- **Requirement 1**:
Arrange every line of the records that follow the page text as a Markdown table with the columns Nr and Line, numbering the rows and skipping blank lines. Omit the pictures from the answer.

Thursday 5 July 2018

Picture Book of the Month - A First Book of the Sea by Nicola Davies

A stunning anthology that blends poetry and information about the sea.

From Nicola Davies and Emily Sutton, the multi award-winning team behind Tiny and Lots, comes A First Book of the Sea, a spellbinding collection of poems about the oceans of the world and their shores. With this book, children can swim alongside dolphins and flying fish, pore over rockpools and sail from pole to pole and back, learning about everything from phosphorescence and plankton to manta rays and puffins – all in the comfort of their bedroom. 


Emily Sutton's exquisite watercolours capture the breathless excitement of a child's first glimpse of the sea, the majesty of ancient trading ships and the sheer, staggering wonder of the humpback whale. The perfect companion to international bestsellers A First Book of Nature and A First Book of Animals, this book is sure to enthral and inspire readers of all ages.

- **Requirement 2**:
Restate the book description starting at "A stunning anthology" and ending at "of their bedroom.", using "captivating" in place of "spellbinding".

- **Input for this task**:
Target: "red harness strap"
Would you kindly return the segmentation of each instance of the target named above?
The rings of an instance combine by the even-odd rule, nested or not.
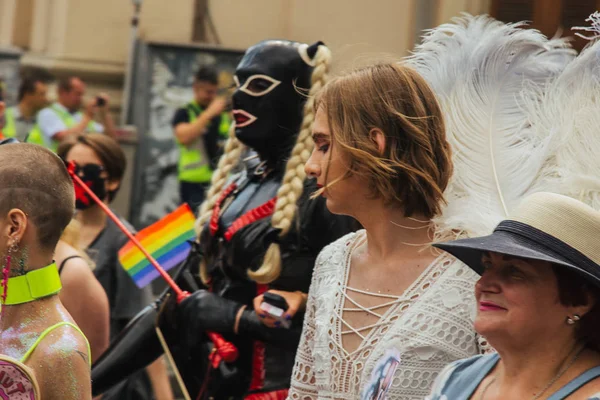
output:
[[[276,390],[274,392],[254,393],[244,397],[244,400],[285,400],[288,389]]]
[[[273,214],[275,211],[275,203],[277,202],[277,197],[273,197],[271,200],[267,201],[260,206],[253,208],[252,210],[246,212],[244,215],[236,219],[233,224],[227,229],[225,232],[225,240],[230,241],[233,235],[236,234],[237,231],[245,227],[246,225],[250,225],[253,222],[258,221],[259,219],[263,219]]]
[[[219,214],[221,214],[221,204],[233,191],[237,189],[237,185],[232,183],[227,187],[227,189],[223,190],[223,193],[217,199],[215,206],[213,207],[213,214],[210,217],[210,223],[208,224],[208,228],[210,229],[210,234],[215,235],[219,230]]]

- **Full answer 1**:
| Nr | Line |
|---|---|
| 1 | Target: "red harness strap" |
| 2 | Would you kindly return the segmentation of each instance of the target named above? |
| 3 | The rings of an instance combine by the even-odd rule, nested or not. |
| 4 | output: |
| 5 | [[[276,390],[274,392],[254,393],[244,397],[244,400],[285,400],[288,389]]] |
| 6 | [[[273,214],[275,211],[275,203],[277,202],[277,197],[273,197],[271,200],[267,201],[260,206],[253,208],[252,210],[246,212],[244,215],[236,219],[233,224],[227,229],[225,232],[225,240],[230,241],[233,235],[236,234],[237,231],[245,227],[246,225],[250,225],[253,222],[258,221],[259,219],[263,219]]] |
| 7 | [[[219,214],[221,214],[221,204],[233,191],[237,189],[237,185],[232,183],[227,187],[227,189],[223,190],[223,193],[217,199],[215,206],[213,207],[213,214],[210,217],[210,223],[208,224],[208,228],[210,229],[210,234],[215,235],[219,230]]] |

- **Full answer 2**:
A stunning anthology that blends poetry and information about the sea.

From Nicola Davies and Emily Sutton, the multi award-winning team behind Tiny and Lots, comes A First Book of the Sea, a captivating collection of poems about the oceans of the world and their shores. With this book, children can swim alongside dolphins and flying fish, pore over rockpools and sail from pole to pole and back, learning about everything from phosphorescence and plankton to manta rays and puffins – all in the comfort of their bedroom.